[Provided information]

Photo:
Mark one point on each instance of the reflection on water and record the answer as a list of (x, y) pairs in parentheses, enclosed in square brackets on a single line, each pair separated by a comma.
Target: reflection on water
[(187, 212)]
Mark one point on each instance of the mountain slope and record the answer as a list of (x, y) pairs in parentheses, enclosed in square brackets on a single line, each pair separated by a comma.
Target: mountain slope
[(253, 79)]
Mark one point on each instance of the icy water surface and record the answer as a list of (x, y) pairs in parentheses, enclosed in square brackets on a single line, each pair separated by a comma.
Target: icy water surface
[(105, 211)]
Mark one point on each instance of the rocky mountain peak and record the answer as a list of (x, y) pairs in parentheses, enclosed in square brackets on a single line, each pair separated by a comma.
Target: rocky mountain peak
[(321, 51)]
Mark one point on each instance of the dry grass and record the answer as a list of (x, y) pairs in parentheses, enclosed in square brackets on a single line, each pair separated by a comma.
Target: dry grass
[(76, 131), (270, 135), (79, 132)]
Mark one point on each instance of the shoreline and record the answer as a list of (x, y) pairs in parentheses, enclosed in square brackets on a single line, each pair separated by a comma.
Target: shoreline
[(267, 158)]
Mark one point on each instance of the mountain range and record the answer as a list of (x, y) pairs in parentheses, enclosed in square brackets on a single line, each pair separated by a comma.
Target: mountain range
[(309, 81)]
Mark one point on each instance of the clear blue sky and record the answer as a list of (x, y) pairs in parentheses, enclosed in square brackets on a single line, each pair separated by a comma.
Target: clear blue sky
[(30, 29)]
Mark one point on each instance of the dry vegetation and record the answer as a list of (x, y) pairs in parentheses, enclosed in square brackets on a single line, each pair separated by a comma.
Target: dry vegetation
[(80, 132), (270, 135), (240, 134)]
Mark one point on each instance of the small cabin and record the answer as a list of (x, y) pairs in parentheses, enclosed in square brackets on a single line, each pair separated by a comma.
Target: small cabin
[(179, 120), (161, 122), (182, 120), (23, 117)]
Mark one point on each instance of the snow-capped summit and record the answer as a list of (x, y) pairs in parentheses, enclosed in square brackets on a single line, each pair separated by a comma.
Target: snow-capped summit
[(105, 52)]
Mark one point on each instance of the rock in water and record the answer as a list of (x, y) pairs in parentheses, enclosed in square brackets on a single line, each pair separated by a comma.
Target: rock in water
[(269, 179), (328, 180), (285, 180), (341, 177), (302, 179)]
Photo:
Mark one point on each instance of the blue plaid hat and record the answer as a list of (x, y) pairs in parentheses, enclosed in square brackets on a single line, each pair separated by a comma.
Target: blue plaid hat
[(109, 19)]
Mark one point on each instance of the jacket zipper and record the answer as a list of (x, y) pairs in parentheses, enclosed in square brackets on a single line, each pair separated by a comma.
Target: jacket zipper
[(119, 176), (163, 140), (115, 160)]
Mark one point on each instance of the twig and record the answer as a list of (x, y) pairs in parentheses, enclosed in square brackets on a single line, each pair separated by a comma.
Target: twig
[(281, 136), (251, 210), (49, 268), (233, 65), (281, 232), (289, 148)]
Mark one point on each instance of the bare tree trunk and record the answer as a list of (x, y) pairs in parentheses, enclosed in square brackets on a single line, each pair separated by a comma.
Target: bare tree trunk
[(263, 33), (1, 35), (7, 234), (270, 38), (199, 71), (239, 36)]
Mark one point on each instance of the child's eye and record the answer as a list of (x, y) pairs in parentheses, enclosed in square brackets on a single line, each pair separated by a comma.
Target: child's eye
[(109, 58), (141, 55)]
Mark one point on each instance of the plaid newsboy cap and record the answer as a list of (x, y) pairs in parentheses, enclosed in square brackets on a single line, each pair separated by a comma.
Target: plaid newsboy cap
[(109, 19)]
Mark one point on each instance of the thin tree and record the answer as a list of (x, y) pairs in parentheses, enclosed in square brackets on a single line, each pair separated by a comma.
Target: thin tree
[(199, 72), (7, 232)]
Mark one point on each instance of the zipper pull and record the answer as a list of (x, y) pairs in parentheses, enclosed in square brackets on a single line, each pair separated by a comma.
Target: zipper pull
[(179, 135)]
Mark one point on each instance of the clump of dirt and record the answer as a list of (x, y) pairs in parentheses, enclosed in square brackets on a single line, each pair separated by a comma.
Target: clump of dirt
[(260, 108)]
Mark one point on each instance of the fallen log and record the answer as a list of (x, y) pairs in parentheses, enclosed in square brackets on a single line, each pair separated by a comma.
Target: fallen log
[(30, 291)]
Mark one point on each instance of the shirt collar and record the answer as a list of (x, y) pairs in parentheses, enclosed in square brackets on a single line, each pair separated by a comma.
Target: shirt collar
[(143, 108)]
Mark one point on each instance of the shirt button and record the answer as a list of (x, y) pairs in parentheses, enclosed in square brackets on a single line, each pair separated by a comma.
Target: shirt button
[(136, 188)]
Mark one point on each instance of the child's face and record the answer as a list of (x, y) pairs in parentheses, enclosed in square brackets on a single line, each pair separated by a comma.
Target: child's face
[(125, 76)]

[Directions] Could you copy each of the entries above line for line, with every character unchanged?

[Result of this task]
Photo:
Mark one point on each instance of the reflection on water and record the answer as a list of (x, y) pairs in parentheses, enclosed in square brackets on a single line, each pair separated by a comma.
Target: reflection on water
[(187, 212)]
Mark one point on each instance of the mountain slope and record the answer as a list of (x, y) pairs in parentheses, enclosed in square brackets on a single line, each pair separated by a comma.
Target: mountain slope
[(253, 79)]
Mark one point on each instance of the icy water surface and record the answer as a list of (x, y) pairs in parentheses, enclosed in square brackets on a single line, each pair separated by a comma.
Target: icy water surface
[(105, 211)]
Mark one point on each instance of the rocky mountain peak and record the answer as a list of (x, y) pairs in parentheses, enclosed in square brackets on a single line, each pair separated by a comma.
Target: rocky mountain peak
[(321, 51)]
Mark one point on each instance of the dry grass and record the answer as a list of (x, y) pairs in parentheses, enclosed in square brackets on a single line, each pair separated by a comma.
Target: dry grass
[(76, 131), (270, 135), (79, 132)]
Mark one point on each instance of the shoreline and record the answer as a list of (x, y) pairs in parentheses, enclosed in square brackets on a single line, each pair separated by a comma.
Target: shoreline
[(267, 158)]
Mark one point on each instance of the mountain range and record the answer as a list of (x, y) pairs in parentheses, enclosed in square brackets on a single line, each pair separated by a comma.
Target: mountain range
[(309, 81)]
Mark one point on each instance of the clear blue sky and record the answer as a list of (x, y) pairs in parentheses, enclosed in square brackets on a single line, each pair separated by a comma.
Target: clear blue sky
[(30, 29)]
Mark one point on each instance of the dry vegetation and record the answer as a list of (x, y) pairs in parentheses, enclosed in square brackets on a single line, each pair separated by a comma.
Target: dry vegetation
[(80, 132), (270, 135), (240, 134)]
Mark one point on each instance of the small cabin and record the answer as a list of (x, y) pairs in parentheses, enclosed in square brackets on a single line, each pair separated by a comma.
Target: small cabin
[(179, 120), (161, 122), (182, 120), (23, 117)]
Mark one point on each instance of the snow-capped summit and record the answer as a list of (x, y) pairs in parentheses, enclosed in square brackets on a single line, each pair separated by a comma.
Target: snow-capped summit
[(105, 52)]
Mark one point on each instance of the rock in water and record the answer as a list of (x, y) pairs in parentheses, enclosed in square brackets on a single line, each pair separated by a comma.
Target: rock in water
[(269, 179), (328, 180), (285, 180), (341, 177), (302, 179)]
Photo:
Mark one point on each instance of the blue plaid hat and record the answer as a list of (x, y) pairs in parentheses, enclosed in square brackets on a single line, each pair separated by a comma.
Target: blue plaid hat
[(109, 19)]
Mark one point on each instance of the jacket zipper and record the answer as a list of (x, y) pairs in parentheses, enclosed in square brackets on a single line, each pair separated by a comma.
Target: jacket zipper
[(119, 176), (163, 140), (115, 160)]
Mark one point on each instance of the twig and record the answer as a list of (x, y) pairs in parentheses, enclosed in square brackets on a single line, each pair separated by a comma.
Target: twig
[(281, 136), (251, 210), (49, 268), (233, 65), (281, 232), (289, 148)]
Mark one point on each instance of the bare tree trunk and record the answer as a list of (x, y) pairs in parentheses, enclosed in square brackets on a single line, each pair separated by a comma.
Target: bare tree trunk
[(263, 33), (1, 35), (7, 234), (270, 38), (199, 71), (239, 36)]
Mark one point on each instance of the child's eye and record the answer as a list of (x, y) pairs in parentheses, enclosed in square brackets on a single line, each pair separated by a comma.
Target: child's eye
[(109, 58), (141, 55)]
Mark one point on each instance of the plaid newsboy cap and record the answer as a list of (x, y) pairs in parentheses, enclosed in square brackets on a single line, each pair separated by a comma.
Target: plaid newsboy cap
[(109, 19)]
Mark one point on each instance of the thin tree and record the answer as a list of (x, y) pairs in parentheses, enclosed in square brackets on a single line, each pair separated by a comma.
Target: thin tree
[(199, 72), (7, 232)]
Mark one point on each instance of the zipper pull and record the answer as a list of (x, y) pairs in parentheses, enclosed in square brackets on a single line, each pair separated by a comma.
Target: zipper pull
[(179, 135)]
Mark one point on each instance of the clump of dirt and record the answer as a list of (x, y) pairs in parentheses, enclosed in square brackets on a single line, each pair separated by a comma.
Target: clump of dirt
[(260, 108)]
Mark one point on each instance of the fallen log and record the answer as a list of (x, y) pairs in parentheses, enclosed in square brackets on a single line, each pair separated by a comma.
Target: fallen log
[(30, 291)]
Mark one point on each instance of the shirt collar and record the answer as a list of (x, y) pairs in parentheses, enclosed in square brackets on a single line, each pair separated by a comma.
Target: shirt collar
[(143, 108)]
Mark one point on each instance of the shirt button and record the answer as a list of (x, y) pairs in parentheses, enclosed in square brackets on a single line, each pair separated by a comma.
Target: shirt button
[(136, 188)]
Mark one point on each instance of the child's face and record the answer as a list of (x, y) pairs in parentheses, enclosed in square brackets on a single line, each pair separated by a comma.
Target: child's face
[(125, 76)]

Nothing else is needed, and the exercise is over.